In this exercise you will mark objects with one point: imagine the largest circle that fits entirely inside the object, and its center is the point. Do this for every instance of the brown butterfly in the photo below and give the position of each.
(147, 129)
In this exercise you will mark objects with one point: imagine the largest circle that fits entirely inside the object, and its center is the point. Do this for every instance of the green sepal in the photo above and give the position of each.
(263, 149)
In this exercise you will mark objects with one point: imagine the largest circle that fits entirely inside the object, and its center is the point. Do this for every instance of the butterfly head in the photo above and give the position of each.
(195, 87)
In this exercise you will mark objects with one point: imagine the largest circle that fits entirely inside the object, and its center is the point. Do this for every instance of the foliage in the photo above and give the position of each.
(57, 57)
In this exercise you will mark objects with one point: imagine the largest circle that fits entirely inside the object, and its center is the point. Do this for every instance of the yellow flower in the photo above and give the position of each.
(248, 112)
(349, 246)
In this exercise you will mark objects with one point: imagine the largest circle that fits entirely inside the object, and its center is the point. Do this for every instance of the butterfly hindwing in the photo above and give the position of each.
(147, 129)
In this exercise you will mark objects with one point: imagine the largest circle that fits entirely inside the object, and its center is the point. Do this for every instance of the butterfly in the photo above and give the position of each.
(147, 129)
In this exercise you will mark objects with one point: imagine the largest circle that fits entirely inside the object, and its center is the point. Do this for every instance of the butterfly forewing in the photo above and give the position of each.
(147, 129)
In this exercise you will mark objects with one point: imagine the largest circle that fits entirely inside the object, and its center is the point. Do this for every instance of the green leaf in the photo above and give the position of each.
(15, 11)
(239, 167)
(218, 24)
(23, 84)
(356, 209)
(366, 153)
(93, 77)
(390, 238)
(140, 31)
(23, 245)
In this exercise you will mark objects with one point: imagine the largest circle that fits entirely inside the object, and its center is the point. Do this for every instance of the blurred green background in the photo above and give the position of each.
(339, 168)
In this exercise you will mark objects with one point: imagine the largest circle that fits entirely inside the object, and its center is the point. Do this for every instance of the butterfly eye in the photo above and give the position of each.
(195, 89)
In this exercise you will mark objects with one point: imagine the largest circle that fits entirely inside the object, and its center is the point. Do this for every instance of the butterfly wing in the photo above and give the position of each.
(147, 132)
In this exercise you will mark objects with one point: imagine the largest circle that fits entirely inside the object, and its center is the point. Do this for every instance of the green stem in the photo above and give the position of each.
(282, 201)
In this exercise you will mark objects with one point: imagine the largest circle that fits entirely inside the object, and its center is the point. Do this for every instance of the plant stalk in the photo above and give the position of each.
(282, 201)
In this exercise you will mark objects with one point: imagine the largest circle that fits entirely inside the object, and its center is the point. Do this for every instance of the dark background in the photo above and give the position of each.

Goal of the exercise.
Copy out verbatim the rows from the line containing "the green leaf" through the last line of the rows, with both ends included.

Written reply.
In this exercise you will mark objects with one point: imagine the largest circle that fits entirely inside the object, and its center is the point. Do this for every instance of the green leaf in the photo above and give the position of each.
(15, 11)
(239, 167)
(218, 24)
(23, 84)
(356, 209)
(366, 153)
(93, 77)
(390, 238)
(140, 31)
(23, 245)
In this exercise you will mark objects with one point: imagine the largest circle that fits entirely inside the object, and its center is the point. Do this for every instance of the blurred green background in the photo above and give the position of each.
(339, 168)
In this exercise you will mark objects with one point: imagine the largest circle that fits entirely inside the object, and its center is the point. Do this for every instance of the butterfly eye in the photo above and give the position of each.
(195, 89)
In this exercise you will mark objects with one point: imagine the largest circle that fits entirely inside the object, and its center is the point. Do this for every instance of the butterfly wing in the photo above and give the position of each.
(147, 132)
In this exercise you will mark objects with one point: imagine the largest circle that fits entirely inside the object, and its center is the point. Do this for every instance of the green stem in the photo above and give the position of each.
(282, 201)
In this exercise you will mark objects with one point: imagine the largest circle that fits entirely inside the object, and its center is the point. Do this for every instance of the plant stalk in the photo above and give the position of each.
(282, 201)
In this exercise you will mark objects with one point: imagine the largest circle that fits entirely inside the object, and its center is the point. Do this for every instance of the dark background in the photo above and give the position of each.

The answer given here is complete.